YOUR TASK: List every line in the records below that contains the string "Target". Case counts.

EXTRACTED DATA:

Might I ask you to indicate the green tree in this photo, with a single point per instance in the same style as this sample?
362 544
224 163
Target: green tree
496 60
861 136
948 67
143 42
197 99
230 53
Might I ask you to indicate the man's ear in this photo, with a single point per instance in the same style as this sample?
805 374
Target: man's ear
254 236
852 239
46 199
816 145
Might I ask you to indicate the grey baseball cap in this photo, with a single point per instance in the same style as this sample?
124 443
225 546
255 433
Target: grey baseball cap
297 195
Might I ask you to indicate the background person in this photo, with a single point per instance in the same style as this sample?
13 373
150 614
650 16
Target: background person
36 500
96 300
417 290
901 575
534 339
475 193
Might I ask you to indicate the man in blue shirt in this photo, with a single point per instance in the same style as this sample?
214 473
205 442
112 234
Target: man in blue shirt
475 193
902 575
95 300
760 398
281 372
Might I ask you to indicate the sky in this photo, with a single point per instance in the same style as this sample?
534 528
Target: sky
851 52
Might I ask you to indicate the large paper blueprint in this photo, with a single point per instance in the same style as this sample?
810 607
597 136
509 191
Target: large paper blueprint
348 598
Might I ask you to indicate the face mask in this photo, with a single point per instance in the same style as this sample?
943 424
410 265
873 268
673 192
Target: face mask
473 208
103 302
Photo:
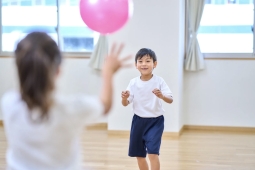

OUTPUT FOR THIS TASK:
Target: green tree
Target: man's ear
Target: grey baseball cap
Target: background person
Target: man in blue shirt
Target: sky
Target: large paper blueprint
Target: face mask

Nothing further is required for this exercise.